Start at the line containing "Could you point out the car windscreen" and transcribe every line exactly through the end of the records below, and only those lines.

+---+

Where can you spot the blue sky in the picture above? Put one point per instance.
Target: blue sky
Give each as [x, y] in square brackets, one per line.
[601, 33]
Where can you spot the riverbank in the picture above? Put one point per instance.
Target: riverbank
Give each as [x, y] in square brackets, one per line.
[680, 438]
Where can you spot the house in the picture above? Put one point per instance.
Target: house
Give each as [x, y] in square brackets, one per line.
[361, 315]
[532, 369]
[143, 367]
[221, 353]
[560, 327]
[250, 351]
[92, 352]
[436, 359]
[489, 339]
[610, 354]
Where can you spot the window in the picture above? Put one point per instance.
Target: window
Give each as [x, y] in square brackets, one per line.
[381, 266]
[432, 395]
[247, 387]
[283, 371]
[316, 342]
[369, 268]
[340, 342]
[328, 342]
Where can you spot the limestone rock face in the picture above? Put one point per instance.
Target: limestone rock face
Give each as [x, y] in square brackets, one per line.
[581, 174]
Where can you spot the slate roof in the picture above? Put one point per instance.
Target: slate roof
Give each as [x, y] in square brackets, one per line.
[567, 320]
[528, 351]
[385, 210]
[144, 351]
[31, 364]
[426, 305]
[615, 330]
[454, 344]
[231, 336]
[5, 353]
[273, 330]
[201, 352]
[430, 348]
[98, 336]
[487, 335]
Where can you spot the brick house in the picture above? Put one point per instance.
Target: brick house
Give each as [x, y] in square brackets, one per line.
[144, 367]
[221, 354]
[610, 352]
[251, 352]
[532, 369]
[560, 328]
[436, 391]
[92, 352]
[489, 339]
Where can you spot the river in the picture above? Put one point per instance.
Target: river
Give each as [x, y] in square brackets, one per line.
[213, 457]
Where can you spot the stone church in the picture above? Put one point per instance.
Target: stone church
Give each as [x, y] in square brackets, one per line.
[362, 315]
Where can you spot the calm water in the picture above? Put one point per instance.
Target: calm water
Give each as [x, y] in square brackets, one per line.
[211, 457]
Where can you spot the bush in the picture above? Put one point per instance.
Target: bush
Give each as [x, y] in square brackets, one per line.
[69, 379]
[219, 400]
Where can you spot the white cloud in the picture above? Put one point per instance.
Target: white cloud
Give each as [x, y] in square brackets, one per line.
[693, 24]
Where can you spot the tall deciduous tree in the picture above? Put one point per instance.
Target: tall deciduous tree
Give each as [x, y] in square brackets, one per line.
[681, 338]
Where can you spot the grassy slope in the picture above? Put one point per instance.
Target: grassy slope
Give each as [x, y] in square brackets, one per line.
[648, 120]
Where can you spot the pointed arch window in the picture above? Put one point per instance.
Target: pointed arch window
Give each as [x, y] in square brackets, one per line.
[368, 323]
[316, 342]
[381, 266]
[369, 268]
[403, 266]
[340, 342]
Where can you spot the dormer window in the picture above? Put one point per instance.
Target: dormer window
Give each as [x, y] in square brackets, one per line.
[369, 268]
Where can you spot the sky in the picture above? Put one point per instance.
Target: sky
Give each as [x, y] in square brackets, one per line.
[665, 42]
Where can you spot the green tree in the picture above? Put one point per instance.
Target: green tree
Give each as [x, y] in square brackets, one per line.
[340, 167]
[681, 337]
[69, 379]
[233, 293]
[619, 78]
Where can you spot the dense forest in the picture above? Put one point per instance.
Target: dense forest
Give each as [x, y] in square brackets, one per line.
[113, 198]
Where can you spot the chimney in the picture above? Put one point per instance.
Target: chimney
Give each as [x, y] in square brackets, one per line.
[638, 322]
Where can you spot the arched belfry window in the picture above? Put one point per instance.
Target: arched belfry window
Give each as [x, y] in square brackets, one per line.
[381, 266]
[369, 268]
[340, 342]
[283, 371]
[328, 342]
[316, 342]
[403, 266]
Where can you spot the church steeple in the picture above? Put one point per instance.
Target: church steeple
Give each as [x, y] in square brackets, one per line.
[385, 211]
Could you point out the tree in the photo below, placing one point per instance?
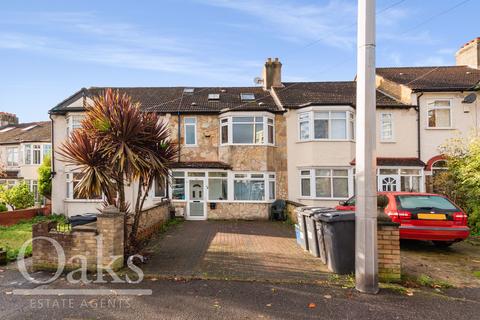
(462, 180)
(118, 144)
(45, 177)
(18, 196)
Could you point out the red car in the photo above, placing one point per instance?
(422, 216)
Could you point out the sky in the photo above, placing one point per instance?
(49, 49)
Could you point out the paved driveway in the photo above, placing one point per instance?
(241, 250)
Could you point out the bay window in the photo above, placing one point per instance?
(12, 156)
(73, 179)
(217, 186)
(326, 183)
(326, 125)
(439, 114)
(178, 185)
(247, 130)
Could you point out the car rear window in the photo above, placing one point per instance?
(425, 202)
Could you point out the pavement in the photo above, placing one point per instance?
(238, 250)
(203, 299)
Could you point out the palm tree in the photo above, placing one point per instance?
(118, 144)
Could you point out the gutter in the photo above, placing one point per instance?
(417, 108)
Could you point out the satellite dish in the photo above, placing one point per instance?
(258, 80)
(470, 98)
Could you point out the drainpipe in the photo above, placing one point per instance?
(417, 108)
(52, 170)
(178, 135)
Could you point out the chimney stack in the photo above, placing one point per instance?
(469, 54)
(8, 119)
(272, 74)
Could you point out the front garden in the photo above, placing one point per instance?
(13, 237)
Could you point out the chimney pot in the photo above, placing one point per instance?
(272, 74)
(469, 54)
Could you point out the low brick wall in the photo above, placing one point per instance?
(9, 218)
(239, 211)
(81, 241)
(291, 206)
(153, 219)
(388, 238)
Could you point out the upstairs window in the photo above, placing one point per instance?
(12, 156)
(190, 124)
(247, 96)
(386, 127)
(247, 130)
(439, 114)
(74, 122)
(326, 125)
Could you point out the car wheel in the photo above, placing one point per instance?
(443, 244)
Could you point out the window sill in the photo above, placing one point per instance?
(246, 145)
(83, 200)
(440, 128)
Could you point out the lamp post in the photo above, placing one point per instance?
(366, 264)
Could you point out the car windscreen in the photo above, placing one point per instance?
(424, 202)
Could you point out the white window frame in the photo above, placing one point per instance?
(431, 106)
(227, 121)
(69, 189)
(12, 152)
(28, 154)
(399, 176)
(312, 176)
(309, 114)
(268, 176)
(194, 125)
(74, 122)
(384, 118)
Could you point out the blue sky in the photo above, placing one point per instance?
(51, 48)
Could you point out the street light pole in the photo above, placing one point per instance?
(366, 265)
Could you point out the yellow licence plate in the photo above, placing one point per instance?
(432, 216)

+---+

Result below:
Could you point out the car windscreen in the photo above, placing one point per instance?
(424, 202)
Could you point out the white window frame in the photo above, placing one point per instance?
(431, 106)
(227, 121)
(69, 189)
(12, 152)
(28, 154)
(399, 176)
(312, 176)
(309, 114)
(268, 176)
(194, 125)
(74, 122)
(384, 118)
Could you point out the blue sky in the photo above, placing one point per instance?
(51, 48)
Could you point out the street light pole in the photo above, placing one point per instance?
(366, 265)
Could you point out the yellow licence plate in the photo above, placing one point per instance?
(432, 216)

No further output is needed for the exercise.